[Text for analysis]
--- --- ---
You know, at some point I'm going to convince these guys to do SMS texting of some of the big articles or podcasts.
Because I think some of our audience would love to get updated on their iPhone or Samsung device.
And um, especially if there's big articles or more importantly, Mr. Taylor, are there still seats available for the November conference?
There are.
There are.
That'll be November 14th through 16 in beautiful Montgomery Bell State Park, State of Tennessee, a state which is still relatively sane, and we would love to have you.
As we used to say back in the 1960s, when I was growing up, be there or be square.
It'll be a great time.
It'll be an absolutely great time.
And on the homepage of the Amran site, you will see the information about it, and you can sign up right then and there.
Now, let's see.
I had a little story that uh I entitled Bonehead Bondy.
--- --- ---
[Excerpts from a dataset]
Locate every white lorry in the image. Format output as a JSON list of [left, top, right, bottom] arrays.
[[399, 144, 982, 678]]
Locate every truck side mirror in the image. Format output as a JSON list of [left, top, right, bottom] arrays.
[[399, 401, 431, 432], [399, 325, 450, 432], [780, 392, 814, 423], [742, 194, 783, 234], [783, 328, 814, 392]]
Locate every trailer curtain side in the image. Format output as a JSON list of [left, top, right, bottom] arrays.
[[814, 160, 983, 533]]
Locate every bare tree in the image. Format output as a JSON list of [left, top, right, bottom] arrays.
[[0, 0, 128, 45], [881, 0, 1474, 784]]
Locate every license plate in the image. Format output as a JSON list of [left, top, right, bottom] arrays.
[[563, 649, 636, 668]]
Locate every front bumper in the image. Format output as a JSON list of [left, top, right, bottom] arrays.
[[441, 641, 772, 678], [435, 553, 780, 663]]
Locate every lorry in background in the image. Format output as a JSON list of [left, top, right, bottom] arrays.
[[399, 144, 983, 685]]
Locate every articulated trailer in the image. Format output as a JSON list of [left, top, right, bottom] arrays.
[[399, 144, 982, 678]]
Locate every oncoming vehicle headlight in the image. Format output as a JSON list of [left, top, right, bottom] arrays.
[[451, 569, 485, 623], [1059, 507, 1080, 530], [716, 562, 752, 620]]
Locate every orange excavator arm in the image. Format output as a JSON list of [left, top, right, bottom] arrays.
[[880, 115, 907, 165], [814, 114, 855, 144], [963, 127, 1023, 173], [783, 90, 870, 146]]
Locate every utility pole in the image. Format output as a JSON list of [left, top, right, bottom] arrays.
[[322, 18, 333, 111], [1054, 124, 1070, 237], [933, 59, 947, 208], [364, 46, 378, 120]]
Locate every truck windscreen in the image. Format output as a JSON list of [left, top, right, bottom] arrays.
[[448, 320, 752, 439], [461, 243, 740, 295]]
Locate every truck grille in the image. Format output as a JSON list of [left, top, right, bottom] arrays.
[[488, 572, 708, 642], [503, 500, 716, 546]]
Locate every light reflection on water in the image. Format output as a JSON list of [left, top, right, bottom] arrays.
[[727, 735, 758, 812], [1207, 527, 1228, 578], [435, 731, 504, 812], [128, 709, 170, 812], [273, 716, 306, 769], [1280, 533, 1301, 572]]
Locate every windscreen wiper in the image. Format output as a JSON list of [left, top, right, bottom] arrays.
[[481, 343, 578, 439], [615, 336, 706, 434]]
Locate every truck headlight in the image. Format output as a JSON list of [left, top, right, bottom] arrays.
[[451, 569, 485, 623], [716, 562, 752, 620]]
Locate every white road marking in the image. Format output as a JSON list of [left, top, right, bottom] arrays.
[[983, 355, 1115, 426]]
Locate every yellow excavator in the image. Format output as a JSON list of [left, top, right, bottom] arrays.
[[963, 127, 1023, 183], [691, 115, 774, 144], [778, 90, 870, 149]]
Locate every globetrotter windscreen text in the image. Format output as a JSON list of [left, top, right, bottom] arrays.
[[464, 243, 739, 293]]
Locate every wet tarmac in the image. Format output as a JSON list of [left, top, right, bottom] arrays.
--- --- ---
In the transcript, shorten the paragraph that begins "That'll be November 14th" while keeping its main facts.

The conference runs November 14–16 at Montgomery Bell State Park in Tennessee, and everyone is welcome to attend.